= STATED TASK =
Rewrite every line of the data from the line containing "In this photo, where can the player's" through the end of the data. Change only the point coordinates in the answers: multiply each one by 1.8 and round it to a whole number, rounding halves up.
++++ DATASET EXTRACT
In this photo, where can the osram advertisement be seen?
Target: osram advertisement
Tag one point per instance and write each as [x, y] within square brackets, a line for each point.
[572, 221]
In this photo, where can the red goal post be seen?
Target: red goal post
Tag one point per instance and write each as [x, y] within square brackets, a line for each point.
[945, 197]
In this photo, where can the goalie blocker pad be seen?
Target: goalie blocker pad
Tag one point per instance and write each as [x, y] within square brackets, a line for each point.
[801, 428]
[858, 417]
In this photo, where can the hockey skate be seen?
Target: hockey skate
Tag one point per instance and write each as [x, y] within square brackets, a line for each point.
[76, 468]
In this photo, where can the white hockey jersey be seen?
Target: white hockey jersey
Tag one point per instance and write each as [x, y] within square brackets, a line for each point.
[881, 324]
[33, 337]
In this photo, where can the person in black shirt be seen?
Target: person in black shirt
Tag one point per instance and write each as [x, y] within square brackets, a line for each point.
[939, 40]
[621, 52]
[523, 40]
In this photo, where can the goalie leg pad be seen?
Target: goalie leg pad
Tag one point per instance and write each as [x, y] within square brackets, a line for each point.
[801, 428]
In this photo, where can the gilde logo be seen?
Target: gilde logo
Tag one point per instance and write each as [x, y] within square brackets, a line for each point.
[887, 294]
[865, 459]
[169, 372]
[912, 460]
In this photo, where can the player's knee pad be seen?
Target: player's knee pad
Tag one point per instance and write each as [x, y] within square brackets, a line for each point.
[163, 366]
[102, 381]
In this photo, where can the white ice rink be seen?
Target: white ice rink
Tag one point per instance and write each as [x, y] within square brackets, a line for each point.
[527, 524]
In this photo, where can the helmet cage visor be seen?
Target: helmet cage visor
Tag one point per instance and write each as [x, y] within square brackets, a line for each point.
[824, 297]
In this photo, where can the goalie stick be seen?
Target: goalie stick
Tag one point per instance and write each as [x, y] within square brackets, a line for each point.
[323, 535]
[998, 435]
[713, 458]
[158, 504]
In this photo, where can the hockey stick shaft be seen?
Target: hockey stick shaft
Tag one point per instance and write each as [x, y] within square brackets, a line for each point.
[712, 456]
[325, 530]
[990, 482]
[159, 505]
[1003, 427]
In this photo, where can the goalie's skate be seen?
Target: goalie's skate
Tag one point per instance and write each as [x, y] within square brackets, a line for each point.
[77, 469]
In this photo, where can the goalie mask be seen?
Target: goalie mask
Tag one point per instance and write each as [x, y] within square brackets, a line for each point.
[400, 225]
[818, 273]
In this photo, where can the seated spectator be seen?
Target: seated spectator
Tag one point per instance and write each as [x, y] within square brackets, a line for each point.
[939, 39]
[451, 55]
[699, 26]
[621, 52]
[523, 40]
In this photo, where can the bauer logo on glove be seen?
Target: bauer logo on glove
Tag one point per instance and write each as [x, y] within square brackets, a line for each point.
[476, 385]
++++++++
= ANSWER IN FULL =
In this photo, where can the player's knee pad be seen?
Target: player's knee pad
Tag one point per instance and write each as [x, y] within square brackets, a line for each point.
[293, 659]
[184, 686]
In this photo, where can the white ice rink be seen?
Target: white ice rink
Tag one point per instance and write each as [x, y] within square brackets, a line for each point.
[949, 943]
In this photo, where can the helmet cage visor be seen?
Target: helmet cage visor
Tag one point per instance and write each as [x, y] within square brackets, a line for each point.
[1483, 535]
In this photo, where can the goalie stick be seen?
Target: goalie stick
Tag one point per instance and write each as [x, y] within square brackets, a line for each point.
[581, 963]
[1796, 783]
[1283, 824]
[284, 907]
In this photo, where can the hockey stick shaft be seen?
Target: hockey stick shaft
Tag one point per instance and write each as [x, y] within square brackets, a line for each point.
[1282, 821]
[585, 954]
[1782, 868]
[286, 909]
[1805, 769]
In this photo, where can the goalie's skate be seen?
Target: goalie's skate
Tag one point per instance and write each as [x, y] within square brackets, a line for each point.
[139, 844]
In this photo, where can the goalie mask be seen?
Target: goalie mask
Tag one point per instance and write each as [x, y] within square brackets, a line for each point.
[720, 405]
[1472, 491]
In this photo, where can the seated spectator be seen?
Target: seated spectator
Tag one point per instance and write each as [x, y] within square brackets, a line for each point.
[1690, 70]
[812, 99]
[1258, 47]
[1118, 94]
[941, 72]
In this photo, where can the bauer logo on glove be seen?
Target: bauer logo on glove
Tag one point per instance and write each as [x, y] within square brackets, a line for each point.
[857, 693]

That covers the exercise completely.